═══ Dataset excerpts ═══
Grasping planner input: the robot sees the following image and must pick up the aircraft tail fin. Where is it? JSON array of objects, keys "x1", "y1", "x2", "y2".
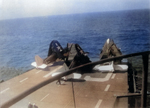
[{"x1": 31, "y1": 55, "x2": 47, "y2": 69}]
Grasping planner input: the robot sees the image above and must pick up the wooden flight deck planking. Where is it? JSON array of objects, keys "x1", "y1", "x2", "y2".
[{"x1": 0, "y1": 61, "x2": 128, "y2": 108}]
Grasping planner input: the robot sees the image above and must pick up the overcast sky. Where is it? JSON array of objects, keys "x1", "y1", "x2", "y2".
[{"x1": 0, "y1": 0, "x2": 150, "y2": 19}]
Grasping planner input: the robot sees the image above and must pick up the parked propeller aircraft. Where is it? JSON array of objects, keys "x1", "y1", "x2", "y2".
[{"x1": 31, "y1": 39, "x2": 128, "y2": 77}]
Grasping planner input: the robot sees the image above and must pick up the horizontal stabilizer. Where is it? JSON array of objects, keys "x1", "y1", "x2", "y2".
[{"x1": 31, "y1": 55, "x2": 47, "y2": 69}]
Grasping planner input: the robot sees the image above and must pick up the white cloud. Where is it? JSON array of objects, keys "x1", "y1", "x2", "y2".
[{"x1": 0, "y1": 0, "x2": 150, "y2": 19}]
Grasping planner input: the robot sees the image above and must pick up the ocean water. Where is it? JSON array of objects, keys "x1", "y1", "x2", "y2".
[{"x1": 0, "y1": 10, "x2": 150, "y2": 80}]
═══
- Exercise brief -
Reproduce everything from the line containing "up the white" down to the end of the material, requests included, shifting each bounding box coordinate value in the answers by -83.

- Exercise answer -
Grasping planner input: the robot sees the image above and must pick up the white cloud. Where is it? JSON array of objects, keys "x1", "y1", "x2", "y2".
[{"x1": -83, "y1": -83, "x2": 67, "y2": -64}]
Grasping planner input: the robot sees the image above and must pick up the ocean water. Where is it? JSON array of objects, keys "x1", "y1", "x2", "y2".
[{"x1": -83, "y1": -73, "x2": 67, "y2": -3}]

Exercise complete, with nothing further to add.